Consigne: Extrayez dans son intégralité le texte ci-dessous sur l'identité, le genre et la conscience, sans en modifier un seul mot.

Le problème est que nos identités sont des flux constants. Mon avatar, qui me sert pour bloguer et sur Twitter, fait partie de moi, mais elle n’est pas totalement moi. Elle n’est peut-être même pas qui je suis en ce moment.

7. J’étais un incorrigible garçon manqué lorsque j’étais petite. J’ai donc eu une certaine chance de ne pas naître au XVIIe siècle, où mes vêtements et mon comportement auraient été considérés «anormaux».

Pourtant, les idées toutes faites relatives au genre restent encore aujourd’hui profondément enracinées dans notre société et il est encore mal toléré, par exemple, qu’un petit garçon puisse aimer les princesses ou jouer à la dinette.

Cette façon de penser rigide doit changer. Les stéréotypes de ce genre proviennent d’une paresse mentale qui permet, certes, de mieux appréhender la complexité du monde, mais qui oublie l’individualité des personnes (et qui peuvent faire beaucoup de mal aux enfants qui ne correspondent pas aux stéréotypes).

8. Le LSD ne m’apprend rien sur moi, si ce n’est qu’il ne me réussit pas. Vous avez vu cet épisode Mad Men où ils prennent du LSD, avec cette femme qui marche à quatre pattes sur le tapis?

Eh bien, cette femme, c’était moi. J’ai fusionné avec un tapis oriental de manière très profonde, moléculaire. Et il ne m’a jamais rappelée. Autre grande révélation? Il est vraiment très difficile de prendre des notes lorsque l’on est sous acide, parce que vos mains ne cessent de se fondre dans le papier.

9. Lorsque je mourrai, mon cerveau s’éteindra une fois pour toutes et je cesserai d’exister, parce que la conscience est une propriété émergente du cerveau.

La conscience est quelque chose de réel (c’est du moins ce que je crois, mais d’autres, notamment des personnes très intelligentes, pensent le contraire), mais elle reste le produit de ce flux constant d’informations nerveuses qui anime notre cerveau.

Données fournies:
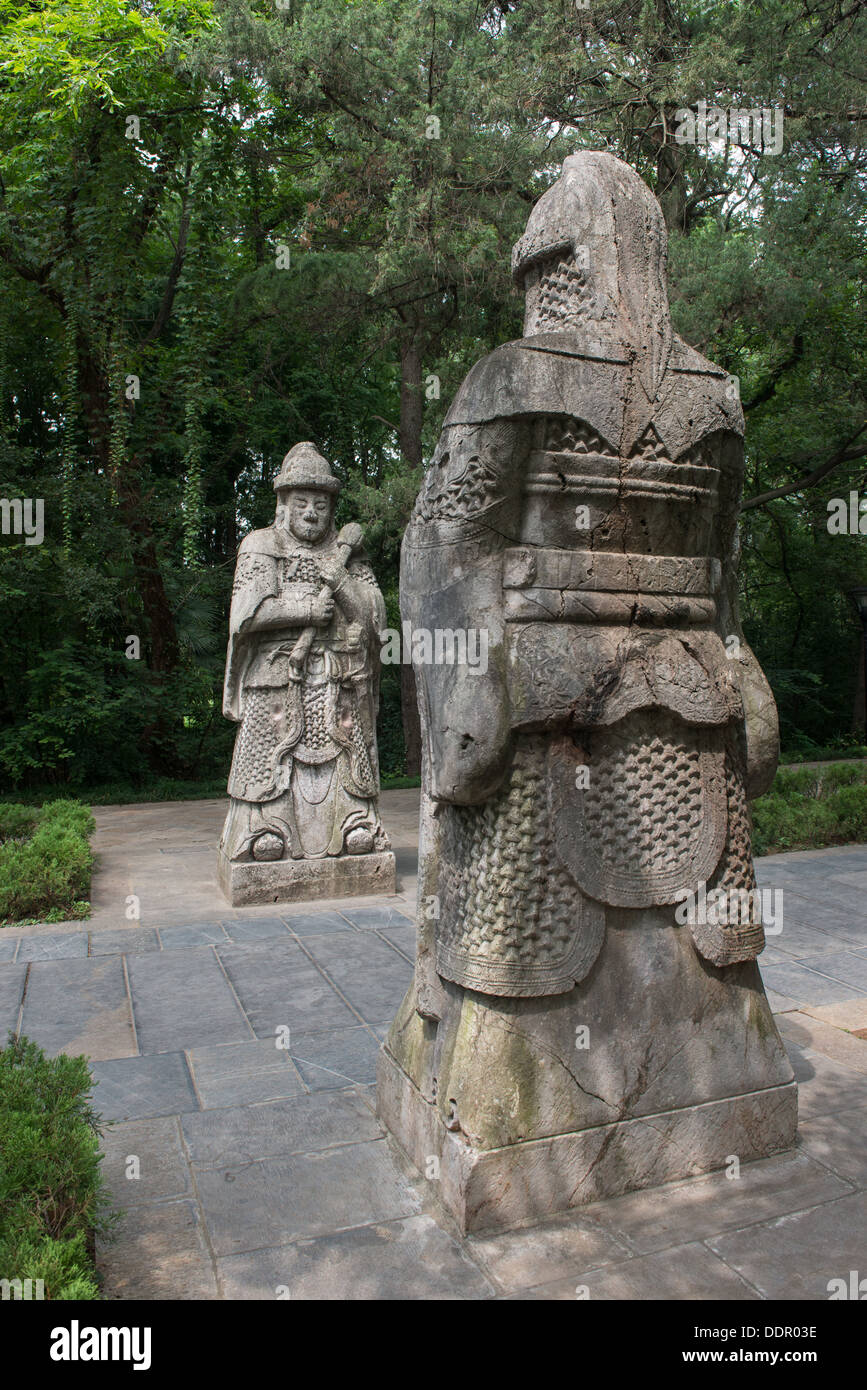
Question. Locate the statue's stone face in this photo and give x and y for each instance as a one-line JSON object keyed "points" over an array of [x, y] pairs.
{"points": [[306, 513]]}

Corrigé:
Le problème est que nos identités sont des flux constants. Mon avatar, qui me sert pour bloguer et sur Twitter, fait partie de moi, mais elle n’est pas totalement moi. Elle n’est peut-être même pas qui je suis en ce moment.

7. J’étais un incorrigible garçon manqué lorsque j’étais petite. J’ai donc eu une certaine chance de ne pas naître au XVIIe siècle, où mes vêtements et mon comportement auraient été considérés «anormaux».

Pourtant, les idées toutes faites relatives au genre restent encore aujourd’hui profondément enracinées dans notre société et il est encore mal toléré, par exemple, qu’un petit garçon puisse aimer les princesses ou jouer à la dinette.

Cette façon de penser rigide doit changer. Les stéréotypes de ce genre proviennent d’une paresse mentale qui permet, certes, de mieux appréhender la complexité du monde, mais qui oublie l’individualité des personnes (et qui peuvent faire beaucoup de mal aux enfants qui ne correspondent pas aux stéréotypes).

8. Le LSD ne m’apprend rien sur moi, si ce n’est qu’il ne me réussit pas. Vous avez vu cet épisode Mad Men où ils prennent du LSD, avec cette femme qui marche à quatre pattes sur le tapis?

Eh bien, cette femme, c’était moi. J’ai fusionné avec un tapis oriental de manière très profonde, moléculaire. Et il ne m’a jamais rappelée. Autre grande révélation? Il est vraiment très difficile de prendre des notes lorsque l’on est sous acide, parce que vos mains ne cessent de se fondre dans le papier.

9. Lorsque je mourrai, mon cerveau s’éteindra une fois pour toutes et je cesserai d’exister, parce que la conscience est une propriété émergente du cerveau.

La conscience est quelque chose de réel (c’est du moins ce que je crois, mais d’autres, notamment des personnes très intelligentes, pensent le contraire), mais elle reste le produit de ce flux constant d’informations nerveuses qui anime notre cerveau.